Start of Supplied data

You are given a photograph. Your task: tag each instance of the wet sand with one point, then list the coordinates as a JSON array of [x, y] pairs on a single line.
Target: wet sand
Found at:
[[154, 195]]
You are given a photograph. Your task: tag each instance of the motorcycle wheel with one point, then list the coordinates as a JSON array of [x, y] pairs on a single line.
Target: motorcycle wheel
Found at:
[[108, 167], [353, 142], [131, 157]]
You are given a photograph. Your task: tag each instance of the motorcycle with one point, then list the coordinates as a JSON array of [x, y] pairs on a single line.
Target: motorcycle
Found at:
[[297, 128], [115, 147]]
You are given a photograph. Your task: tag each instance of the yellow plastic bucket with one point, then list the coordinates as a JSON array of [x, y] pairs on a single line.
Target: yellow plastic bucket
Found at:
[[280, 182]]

End of Supplied data
Start of Supplied data

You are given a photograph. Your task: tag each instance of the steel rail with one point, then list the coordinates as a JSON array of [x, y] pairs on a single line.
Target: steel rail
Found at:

End of Supplied data
Start of Supplied data

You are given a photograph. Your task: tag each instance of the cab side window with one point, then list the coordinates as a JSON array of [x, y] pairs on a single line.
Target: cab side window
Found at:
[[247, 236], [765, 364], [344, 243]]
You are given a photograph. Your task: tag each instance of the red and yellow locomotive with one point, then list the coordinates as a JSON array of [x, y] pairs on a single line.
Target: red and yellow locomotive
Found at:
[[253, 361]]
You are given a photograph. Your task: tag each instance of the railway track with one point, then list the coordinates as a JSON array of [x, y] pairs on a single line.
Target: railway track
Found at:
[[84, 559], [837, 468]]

End of Supplied data

Task objective - Copy the entries verbatim, beginning with the line that contains "of the railway" and continuing through the line that contains "[[84, 559], [837, 468]]", including both of those lines.

Output below -
You are given a photograph. Your task: tag each instance of the railway track with one point, then list the coordinates as a JSON array of [x, y] pairs on a single line.
Target: railway track
Found at:
[[84, 559], [837, 468]]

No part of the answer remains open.